▶ Document text:
Being Responsible for What God Expects of Us

People of faith, particularly those on the far-right side of the aisle who normally eschew anything that drains taxpayer dollars, need to remember that the Bible is explicit and repetitive on our mandate to care for the widows and needy among us.

If that means cutting back in other programs so that we can honor our elders by paying for the care they require, shouldn't we?

Of course, if that means cutting waste in the elder care programs we already have, shouldn't we?

Should it mean that family members currently working and trying to pay for their own retirement be forced to quit their jobs to perform the care for which our politicians don't want to pay?

Should it mean our pharmaceutical industry gets to set their prices for medications required to sustain life?  Or that nursing care providers and healthcare plan administrators get to inflate the costs of elder care by setting their own payment guidelines?

Where should the line be drawn between profit motive and pure greed when it comes to elder care?

Where should the line be drawn between our personal preference for low taxes and our ability to help out our fellow families grappling with elder care costs?  Granted, having the federal government administer elder care may not be the best approach.  The rules government bureaucrats and politicians concoct - particularly at the federal level - have a bad history of being woefully counterproductive.  Right now, Medicaid is run by individual states, and paid for by each state with matching funds from the federal government.  Technically, states can opt out of Medicaid, since their participation is voluntary.  So far, however, even though some states call their Medicaid program by a different name, all fifty states participate.

Source data
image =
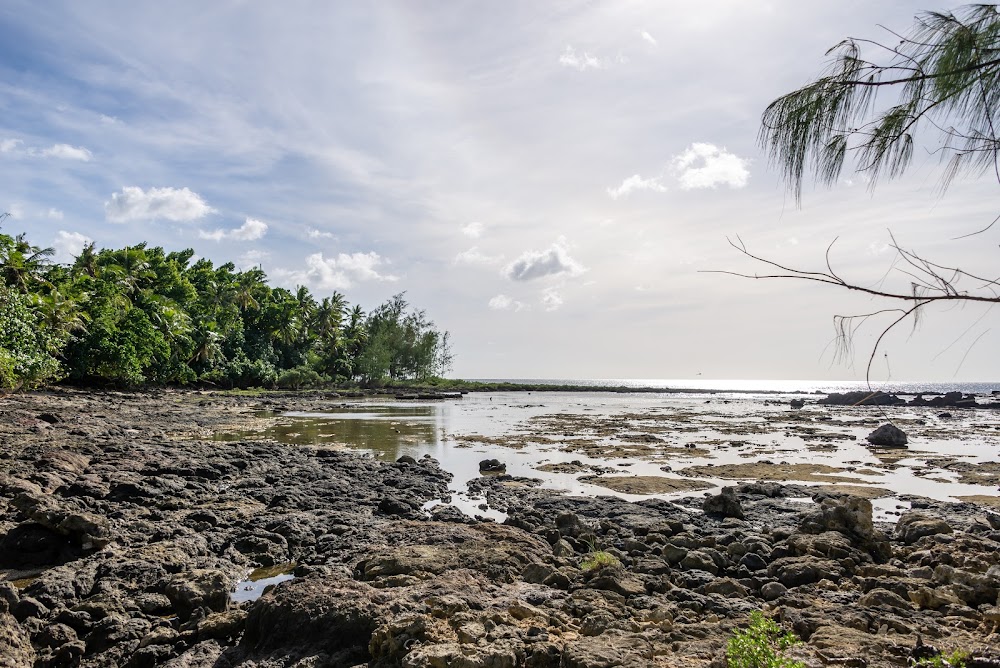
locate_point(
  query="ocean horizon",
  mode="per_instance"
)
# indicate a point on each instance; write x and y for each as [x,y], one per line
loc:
[763,385]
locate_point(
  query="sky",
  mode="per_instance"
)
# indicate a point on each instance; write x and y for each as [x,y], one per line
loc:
[553,183]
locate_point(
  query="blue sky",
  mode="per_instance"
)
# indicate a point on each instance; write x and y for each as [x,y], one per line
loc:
[547,180]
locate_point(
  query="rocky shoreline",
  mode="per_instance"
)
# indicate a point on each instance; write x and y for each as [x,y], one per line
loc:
[124,528]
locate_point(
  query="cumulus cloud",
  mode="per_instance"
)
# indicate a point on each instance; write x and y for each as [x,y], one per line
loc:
[636,182]
[551,299]
[174,204]
[252,258]
[319,234]
[553,261]
[474,230]
[340,272]
[67,152]
[504,303]
[474,256]
[251,230]
[707,166]
[68,245]
[581,61]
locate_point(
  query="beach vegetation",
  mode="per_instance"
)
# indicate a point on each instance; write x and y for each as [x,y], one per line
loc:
[760,645]
[956,659]
[140,315]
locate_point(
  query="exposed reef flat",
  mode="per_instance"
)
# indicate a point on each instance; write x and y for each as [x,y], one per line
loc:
[124,528]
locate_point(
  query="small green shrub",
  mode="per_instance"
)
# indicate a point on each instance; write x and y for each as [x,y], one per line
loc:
[298,378]
[599,559]
[957,659]
[760,645]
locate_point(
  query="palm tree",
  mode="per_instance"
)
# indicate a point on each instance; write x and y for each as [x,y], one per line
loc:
[62,314]
[21,264]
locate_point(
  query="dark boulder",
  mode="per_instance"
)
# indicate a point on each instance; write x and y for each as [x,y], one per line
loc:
[888,436]
[492,466]
[724,504]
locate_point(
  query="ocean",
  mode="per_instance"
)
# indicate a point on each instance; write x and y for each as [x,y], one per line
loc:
[785,386]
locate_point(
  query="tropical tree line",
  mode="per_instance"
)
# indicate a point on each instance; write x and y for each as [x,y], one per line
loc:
[142,316]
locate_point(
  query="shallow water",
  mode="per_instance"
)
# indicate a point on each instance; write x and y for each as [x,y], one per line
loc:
[252,587]
[657,435]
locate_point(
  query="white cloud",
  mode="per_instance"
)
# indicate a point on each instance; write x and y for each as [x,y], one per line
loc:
[67,152]
[251,230]
[174,204]
[551,299]
[338,273]
[473,256]
[707,166]
[68,245]
[583,61]
[501,303]
[636,182]
[505,303]
[252,258]
[553,261]
[318,234]
[474,230]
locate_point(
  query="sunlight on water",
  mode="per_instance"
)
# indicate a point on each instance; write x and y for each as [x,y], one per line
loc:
[574,435]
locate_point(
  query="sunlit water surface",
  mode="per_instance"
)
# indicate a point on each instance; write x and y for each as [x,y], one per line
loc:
[388,430]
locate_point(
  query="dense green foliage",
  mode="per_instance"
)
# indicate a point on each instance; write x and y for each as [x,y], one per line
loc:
[760,645]
[943,76]
[138,315]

▶ Brief A:
Answer these questions using the text on elder care:
(i) What does the text say the Bible is explicit and repetitive about?
(ii) Who runs Medicaid right now, according to the text?
(iii) How many states participate in Medicaid?
▶ Brief B: Reproduce word for word the part of the text on elder care that opens with the words containing "If that means cutting back" and closes with "own payment guidelines?".

▶ Expected output A:
(i) Our mandate to care for the widows and needy among us.
(ii) Individual states.
(iii) All fifty states.

▶ Expected output B:
If that means cutting back in other programs so that we can honor our elders by paying for the care they require, shouldn't we?

Of course, if that means cutting waste in the elder care programs we already have, shouldn't we?

Should it mean that family members currently working and trying to pay for their own retirement be forced to quit their jobs to perform the care for which our politicians don't want to pay?

Should it mean our pharmaceutical industry gets to set their prices for medications required to sustain life?  Or that nursing care providers and healthcare plan administrators get to inflate the costs of elder care by setting their own payment guidelines?